◆ Tasks for this exercise
A) Transcribe the passage on joint employer rulings, everything from "Judge Wood’s decision" down to "others may not.".
B) Write the next part of the passage on joint employer rulings, picking up after its last sentence.

◆ Text block
--- Start ---

Judge Wood’s decision will be binding on the parties to the litigation but not upon any other federal court. Other district courts are free to follow it or ignore it.

Joint employer decisions are often dependent on law from the U.S. Courts of Appeal rather than regulations from the DOL. Some courts, like the U.S. Court of Appeals for the Fourth Circuit, have a very liberal interpretation of joint employer status (meaning that two or more entities are reasonably likely to be found to be joint employers), while others follow the standard used in the DOL regulations and a 1983 decision from the U.S. Court of Appeals from the Ninth Circuit (which make a finding of a joint employer relationship less likely). In circuits where there is no relevant appeals court decision, some lower courts follow and apply the DOL regulations while others may not.

--- End ---

◆ Excerpted data
--- Start ---

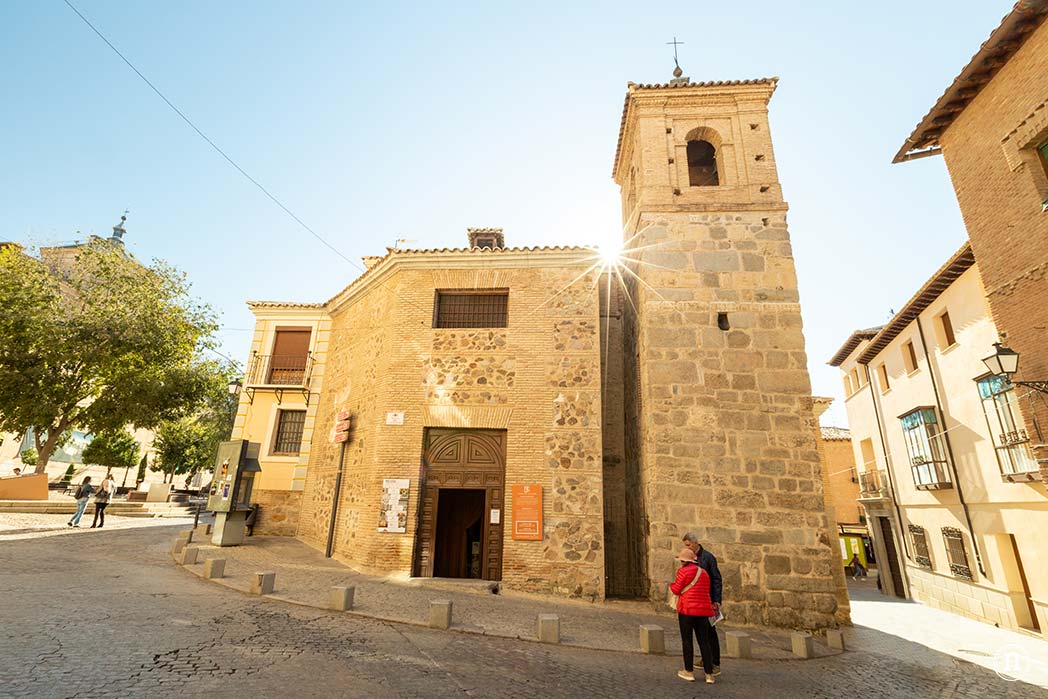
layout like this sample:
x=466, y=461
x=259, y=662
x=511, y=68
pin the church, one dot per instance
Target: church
x=553, y=420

--- End ---

◆ Task-by-task outputs
A)
Judge Wood’s decision will be binding on the parties to the litigation but not upon any other federal court. Other district courts are free to follow it or ignore it.

Joint employer decisions are often dependent on law from the U.S. Courts of Appeal rather than regulations from the DOL. Some courts, like the U.S. Court of Appeals for the Fourth Circuit, have a very liberal interpretation of joint employer status (meaning that two or more entities are reasonably likely to be found to be joint employers), while others follow the standard used in the DOL regulations and a 1983 decision from the U.S. Court of Appeals from the Ninth Circuit (which make a finding of a joint employer relationship less likely). In circuits where there is no relevant appeals court decision, some lower courts follow and apply the DOL regulations while others may not.

B)
The DOL is likely to appeal to the U.S. Court of Appeals for the Second Circuit, but whether the appeal continues will depend on the outcome of the November elections. If Vice President Joe Biden is elected, the DOL will almost certainly drop the appeal and issue joint employer regulations more consistent with the 1997, 2014, and 2016 guidance. If President Trump is reelected, the DOL is likely to pursue an appeal through the Second Circuit and, if unsuccessful there, to seek review by the U.S. Supreme Court.